EXERCISE REQUIREMENTS:
[1] Answer these from the text on disabled travel in Berlin:
(a) Which attraction does it name as completely inaccessible?
(b) How can wheelchair users get into the Berlin Cathedral?
(c) Where can the accessible tours from Sage Traveling start?
[2] Carry the text on disabled travel in Berlin further, picking up right after its final sentence.

--- start of GIVEN TEXT ---

Disabled Travel in Berlin

Editorial

Berlin is a fascinating city and has a wealth of attractions that can be accessed by everybody.

Berlin is a great city to visit no matter what your level of mobility.  Many of the city's sights can be accessed by wheelchair and there are many hotels in the city which cater very well to disabled travellers.  Berlin's public transport network is generally very good and includes wheelchair accessible buses, as well as lifts at many train stations.  In addition to the public transport, there are also a number of taxis which offer wheelchair access.
 
Berlin is a very flat city, making sightseeing in Berlin very accessible.  There are also fewer cobblestones than many other historic cities, making navigating the generously wide footpaths hassle free.
 
Unfortunately, not all of Berlin's attractions are wheelchair accessible.  There are a couple which are completely inaccessible, most notably the Fernsehturm (TV Tower).  In addition, there are also a number of attractions that are only partially wheelchair accessible.  To help you get started, we have put together a list of the best attractions in Berlin offering access for all.

Museumsinsel (Museum Island)

A UNESCO world heritage site, the Museumsinsel offers five world-class museums, must-sees are for example the Neues Museum (New Museum) with Egyptian bust of Nefertiti and the Pergamon Museum, one of the world’s major archaeological museums – the museum exhibitions are mostly wheelchair accessible. The Berlin Cathedral can be accessed via an elevator through the side entrance on the left side of the building. There are no cobblestones or hills surrounding the Cathedral and most of the interior is fully accessible to wheelchair users. The altar and the choir balcony are not accessible. Please note there are no loaner wheelchairs available.

Sightseeing Tours

While you can explore Berlin on your own, booking an accessible guided tour is a great way to not only learn about Berlin but also assure that you won’t experience any accessibility challenges while visiting exploring the city. Sage Traveling specializes in accessible guided walking and driving tours in Berlin, and offer step-free, curb-free and fully accessible experiences to several Berlin highlights including the remains of the Berlin Wall, Checkpoint Charlie, the Holocaust Memorial and many more. The accessible tours can start directly from your central Berlin hotel or another central meetup location.

--- end of GIVEN TEXT ---
--- start of INFORMATION SUPPLIED ---

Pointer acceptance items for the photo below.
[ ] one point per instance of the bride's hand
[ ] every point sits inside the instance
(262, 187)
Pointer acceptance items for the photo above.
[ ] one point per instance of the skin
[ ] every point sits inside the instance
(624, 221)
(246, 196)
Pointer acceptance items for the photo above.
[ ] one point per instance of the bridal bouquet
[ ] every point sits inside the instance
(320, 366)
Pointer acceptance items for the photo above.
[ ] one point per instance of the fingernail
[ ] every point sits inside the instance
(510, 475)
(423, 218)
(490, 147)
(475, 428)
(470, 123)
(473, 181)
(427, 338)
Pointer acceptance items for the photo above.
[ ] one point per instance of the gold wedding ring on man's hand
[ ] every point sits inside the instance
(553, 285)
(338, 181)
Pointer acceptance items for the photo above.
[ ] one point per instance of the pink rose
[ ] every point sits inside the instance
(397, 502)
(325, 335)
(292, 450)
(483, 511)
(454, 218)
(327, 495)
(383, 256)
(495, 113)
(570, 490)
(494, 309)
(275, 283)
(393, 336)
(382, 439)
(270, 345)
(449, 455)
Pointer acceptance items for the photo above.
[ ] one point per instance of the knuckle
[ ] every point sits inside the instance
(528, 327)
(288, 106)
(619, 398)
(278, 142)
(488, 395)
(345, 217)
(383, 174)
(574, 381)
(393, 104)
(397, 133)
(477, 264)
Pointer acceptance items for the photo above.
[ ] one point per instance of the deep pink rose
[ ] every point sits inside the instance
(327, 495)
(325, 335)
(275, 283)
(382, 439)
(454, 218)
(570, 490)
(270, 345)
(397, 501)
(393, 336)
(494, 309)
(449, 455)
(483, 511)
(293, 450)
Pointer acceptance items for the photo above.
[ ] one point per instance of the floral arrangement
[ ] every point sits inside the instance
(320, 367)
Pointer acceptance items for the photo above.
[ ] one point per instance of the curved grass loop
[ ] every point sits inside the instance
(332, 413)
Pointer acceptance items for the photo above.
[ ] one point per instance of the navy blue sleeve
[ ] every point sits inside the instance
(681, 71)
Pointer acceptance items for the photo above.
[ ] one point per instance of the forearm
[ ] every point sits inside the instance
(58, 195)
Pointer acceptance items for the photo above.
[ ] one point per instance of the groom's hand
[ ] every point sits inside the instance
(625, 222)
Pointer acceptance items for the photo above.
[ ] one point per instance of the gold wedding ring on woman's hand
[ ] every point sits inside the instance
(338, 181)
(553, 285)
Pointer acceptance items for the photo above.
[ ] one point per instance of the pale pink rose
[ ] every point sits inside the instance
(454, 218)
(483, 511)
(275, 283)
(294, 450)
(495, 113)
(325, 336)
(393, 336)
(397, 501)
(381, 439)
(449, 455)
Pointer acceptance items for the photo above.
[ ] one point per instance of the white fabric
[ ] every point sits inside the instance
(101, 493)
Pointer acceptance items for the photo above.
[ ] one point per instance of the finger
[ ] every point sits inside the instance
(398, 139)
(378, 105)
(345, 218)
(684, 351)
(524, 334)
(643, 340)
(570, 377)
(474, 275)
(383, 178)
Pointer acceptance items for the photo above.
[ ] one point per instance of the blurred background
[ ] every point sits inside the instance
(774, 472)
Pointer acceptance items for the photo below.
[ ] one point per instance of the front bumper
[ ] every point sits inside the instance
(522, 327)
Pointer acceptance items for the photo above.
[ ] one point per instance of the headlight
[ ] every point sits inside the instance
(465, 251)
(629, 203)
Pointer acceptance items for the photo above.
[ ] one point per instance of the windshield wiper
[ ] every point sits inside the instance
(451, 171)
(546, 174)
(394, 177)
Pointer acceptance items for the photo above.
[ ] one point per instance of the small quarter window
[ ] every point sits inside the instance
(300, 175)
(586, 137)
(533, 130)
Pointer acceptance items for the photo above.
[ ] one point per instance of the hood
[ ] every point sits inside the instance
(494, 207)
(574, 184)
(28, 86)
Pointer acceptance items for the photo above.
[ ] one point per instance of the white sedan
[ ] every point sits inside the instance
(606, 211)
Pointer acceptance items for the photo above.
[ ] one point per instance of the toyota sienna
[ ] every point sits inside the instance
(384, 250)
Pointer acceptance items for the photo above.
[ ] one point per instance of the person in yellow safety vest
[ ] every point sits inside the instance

--- end of INFORMATION SUPPLIED ---

OUTPUTS BY TASK:
[1]
(a) The Fernsehturm (TV Tower).
(b) By an elevator through the side entrance on the left side of the building.
(c) Directly from your central Berlin hotel or from another central meetup location.

[2]
As an added treat, take advantage of Berlin's extensive waterways for a unique view of the German capital with a boat tour.

Sachsenhausen Concentration Camp Memorial

Located just outside Berlin in the nearby town of Oranienburg is the former Sachsenhausen Concentration Camp. Now a memorial and museum site, it is well worth a visit to learn about a very dark time in Germany's history. The vast majority of the site is wheelchair accessible including the visitor's centre. Our favourite companies running tours to Sachsenhausen are Insider Tour Berlin, Mosaic Tours and Sage Traveling. Travel to the site is undertaken by public transport so please check with the tour operator beforehand to see if they can cater to your level of mobility. It may be necessary to organise private transportation.

Charlottenburg Palace - Schloss Charlottenburg

The Charlottenburg Palace, located in the West of Berlin, is the largest and most important remaining Hohenzollern residence in Berlin. A landscaped park and a unique baroque garden surround the complex. Currently only the ground floor of the Palace can be accessed by Wheelchair, but an elevator is planned for the end of 2014. Wheelchair accessible bathroom facilities are available.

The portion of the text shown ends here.